> 任务指令: 从下方源数据的第一行开始逐字照抄，抄到含有“pixel 358 185”的那一行为止，首尾两行都要包括在内。此后的行一律不抄。

(源数据)
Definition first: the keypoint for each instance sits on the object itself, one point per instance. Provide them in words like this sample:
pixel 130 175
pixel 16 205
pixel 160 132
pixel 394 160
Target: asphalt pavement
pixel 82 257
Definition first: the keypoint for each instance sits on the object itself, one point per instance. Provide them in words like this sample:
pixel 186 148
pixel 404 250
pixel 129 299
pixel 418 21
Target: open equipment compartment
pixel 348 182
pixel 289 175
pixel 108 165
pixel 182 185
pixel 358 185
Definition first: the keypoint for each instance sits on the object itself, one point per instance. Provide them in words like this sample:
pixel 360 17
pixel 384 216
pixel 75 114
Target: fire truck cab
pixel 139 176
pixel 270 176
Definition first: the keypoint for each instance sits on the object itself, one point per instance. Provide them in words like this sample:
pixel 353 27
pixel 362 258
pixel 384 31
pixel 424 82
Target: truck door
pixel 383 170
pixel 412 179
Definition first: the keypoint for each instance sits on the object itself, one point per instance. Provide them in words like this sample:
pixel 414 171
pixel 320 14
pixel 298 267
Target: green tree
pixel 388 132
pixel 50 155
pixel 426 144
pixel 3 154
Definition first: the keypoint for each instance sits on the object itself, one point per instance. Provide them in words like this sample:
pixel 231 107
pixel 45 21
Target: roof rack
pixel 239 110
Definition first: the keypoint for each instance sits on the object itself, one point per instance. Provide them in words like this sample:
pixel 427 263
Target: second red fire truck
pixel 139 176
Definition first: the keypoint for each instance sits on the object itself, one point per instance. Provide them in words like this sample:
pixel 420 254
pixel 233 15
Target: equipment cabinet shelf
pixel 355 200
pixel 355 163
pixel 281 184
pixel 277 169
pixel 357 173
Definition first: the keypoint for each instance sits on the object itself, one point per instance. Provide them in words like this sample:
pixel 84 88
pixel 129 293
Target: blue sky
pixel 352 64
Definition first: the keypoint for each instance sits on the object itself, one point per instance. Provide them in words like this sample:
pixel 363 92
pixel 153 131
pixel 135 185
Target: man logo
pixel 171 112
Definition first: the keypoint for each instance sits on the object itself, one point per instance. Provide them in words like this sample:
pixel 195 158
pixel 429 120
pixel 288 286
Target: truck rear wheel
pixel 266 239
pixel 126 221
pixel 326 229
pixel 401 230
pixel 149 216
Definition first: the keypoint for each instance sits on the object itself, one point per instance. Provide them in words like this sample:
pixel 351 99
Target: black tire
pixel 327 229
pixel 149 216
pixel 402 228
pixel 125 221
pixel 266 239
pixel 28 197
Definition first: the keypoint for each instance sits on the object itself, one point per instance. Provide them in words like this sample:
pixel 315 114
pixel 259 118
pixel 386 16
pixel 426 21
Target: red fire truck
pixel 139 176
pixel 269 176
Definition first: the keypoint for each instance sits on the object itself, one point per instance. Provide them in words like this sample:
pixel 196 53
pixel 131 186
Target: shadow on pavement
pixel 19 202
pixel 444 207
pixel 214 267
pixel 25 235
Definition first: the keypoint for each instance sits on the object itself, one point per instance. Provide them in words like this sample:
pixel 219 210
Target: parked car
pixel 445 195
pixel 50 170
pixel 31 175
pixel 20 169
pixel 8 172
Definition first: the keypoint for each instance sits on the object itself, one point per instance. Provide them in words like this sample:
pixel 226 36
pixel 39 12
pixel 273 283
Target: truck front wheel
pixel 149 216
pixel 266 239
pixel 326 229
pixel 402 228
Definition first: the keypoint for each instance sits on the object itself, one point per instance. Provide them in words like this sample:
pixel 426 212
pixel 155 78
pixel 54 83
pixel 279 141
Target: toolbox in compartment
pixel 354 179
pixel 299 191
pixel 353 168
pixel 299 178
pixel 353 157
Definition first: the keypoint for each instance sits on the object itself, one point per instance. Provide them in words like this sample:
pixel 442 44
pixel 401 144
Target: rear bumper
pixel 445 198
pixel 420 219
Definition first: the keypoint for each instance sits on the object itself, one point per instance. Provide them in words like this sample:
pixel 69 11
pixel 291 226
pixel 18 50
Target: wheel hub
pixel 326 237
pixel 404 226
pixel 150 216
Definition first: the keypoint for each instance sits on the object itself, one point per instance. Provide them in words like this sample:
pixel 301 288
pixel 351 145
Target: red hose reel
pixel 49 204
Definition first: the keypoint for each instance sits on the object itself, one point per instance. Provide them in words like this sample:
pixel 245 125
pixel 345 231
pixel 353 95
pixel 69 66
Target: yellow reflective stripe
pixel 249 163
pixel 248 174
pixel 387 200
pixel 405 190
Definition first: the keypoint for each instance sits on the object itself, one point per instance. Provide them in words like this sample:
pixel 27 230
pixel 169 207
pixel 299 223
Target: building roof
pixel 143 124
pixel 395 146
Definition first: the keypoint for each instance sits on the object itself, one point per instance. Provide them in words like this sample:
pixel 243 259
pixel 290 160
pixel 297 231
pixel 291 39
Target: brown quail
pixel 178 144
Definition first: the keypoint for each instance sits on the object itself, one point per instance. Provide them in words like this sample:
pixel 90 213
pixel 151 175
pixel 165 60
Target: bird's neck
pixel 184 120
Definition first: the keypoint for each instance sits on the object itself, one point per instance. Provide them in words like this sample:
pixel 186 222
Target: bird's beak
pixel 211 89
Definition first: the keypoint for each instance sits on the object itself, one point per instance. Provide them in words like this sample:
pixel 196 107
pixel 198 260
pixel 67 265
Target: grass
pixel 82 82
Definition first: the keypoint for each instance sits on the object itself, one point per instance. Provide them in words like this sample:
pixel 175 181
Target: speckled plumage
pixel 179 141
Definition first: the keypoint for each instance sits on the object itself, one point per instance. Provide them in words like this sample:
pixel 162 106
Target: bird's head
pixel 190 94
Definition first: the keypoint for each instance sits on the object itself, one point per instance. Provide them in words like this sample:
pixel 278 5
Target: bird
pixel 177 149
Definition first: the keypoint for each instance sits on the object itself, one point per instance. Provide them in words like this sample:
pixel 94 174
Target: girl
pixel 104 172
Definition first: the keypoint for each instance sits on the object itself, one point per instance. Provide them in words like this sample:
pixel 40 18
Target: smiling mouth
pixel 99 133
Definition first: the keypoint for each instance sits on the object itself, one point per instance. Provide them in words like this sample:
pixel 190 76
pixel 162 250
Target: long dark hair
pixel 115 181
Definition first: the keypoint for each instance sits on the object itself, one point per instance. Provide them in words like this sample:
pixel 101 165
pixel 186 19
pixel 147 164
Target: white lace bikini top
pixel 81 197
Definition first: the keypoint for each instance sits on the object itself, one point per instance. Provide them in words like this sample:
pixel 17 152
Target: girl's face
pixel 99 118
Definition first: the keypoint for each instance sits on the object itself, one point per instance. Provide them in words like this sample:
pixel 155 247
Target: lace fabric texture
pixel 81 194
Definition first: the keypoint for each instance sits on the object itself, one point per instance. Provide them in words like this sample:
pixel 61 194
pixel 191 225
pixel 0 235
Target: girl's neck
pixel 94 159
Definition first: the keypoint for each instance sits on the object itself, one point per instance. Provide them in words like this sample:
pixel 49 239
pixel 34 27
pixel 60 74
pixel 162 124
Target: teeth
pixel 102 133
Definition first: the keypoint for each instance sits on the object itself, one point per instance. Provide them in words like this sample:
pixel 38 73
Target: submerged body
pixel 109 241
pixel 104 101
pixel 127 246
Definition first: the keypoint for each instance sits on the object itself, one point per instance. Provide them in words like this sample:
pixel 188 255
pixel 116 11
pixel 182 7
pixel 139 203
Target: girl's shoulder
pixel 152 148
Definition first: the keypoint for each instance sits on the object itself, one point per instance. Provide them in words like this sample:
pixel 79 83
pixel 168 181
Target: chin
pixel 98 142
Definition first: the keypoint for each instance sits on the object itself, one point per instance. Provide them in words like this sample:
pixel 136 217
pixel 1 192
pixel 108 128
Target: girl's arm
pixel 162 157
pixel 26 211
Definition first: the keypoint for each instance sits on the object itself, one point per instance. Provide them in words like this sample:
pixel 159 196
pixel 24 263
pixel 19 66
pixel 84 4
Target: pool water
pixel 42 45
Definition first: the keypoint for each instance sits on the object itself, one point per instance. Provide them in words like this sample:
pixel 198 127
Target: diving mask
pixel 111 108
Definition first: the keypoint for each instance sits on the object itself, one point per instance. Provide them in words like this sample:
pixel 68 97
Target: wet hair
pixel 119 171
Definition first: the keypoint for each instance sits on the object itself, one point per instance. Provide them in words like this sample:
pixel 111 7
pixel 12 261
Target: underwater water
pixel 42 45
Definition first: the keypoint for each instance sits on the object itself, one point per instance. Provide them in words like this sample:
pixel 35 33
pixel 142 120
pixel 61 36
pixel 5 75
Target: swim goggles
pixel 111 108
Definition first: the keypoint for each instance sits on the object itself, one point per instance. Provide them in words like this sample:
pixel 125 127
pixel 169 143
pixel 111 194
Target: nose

> 回复内容:
Definition first: the keypoint for each instance sits on the object itself, one point per instance. Provide them in words like this sample:
pixel 130 175
pixel 16 205
pixel 160 132
pixel 394 160
Target: asphalt pavement
pixel 82 257
Definition first: the keypoint for each instance sits on the object itself, one point per instance. Provide them in words like this sample:
pixel 186 148
pixel 404 250
pixel 129 299
pixel 418 21
Target: open equipment compartment
pixel 348 182
pixel 289 175
pixel 108 165
pixel 182 185
pixel 358 185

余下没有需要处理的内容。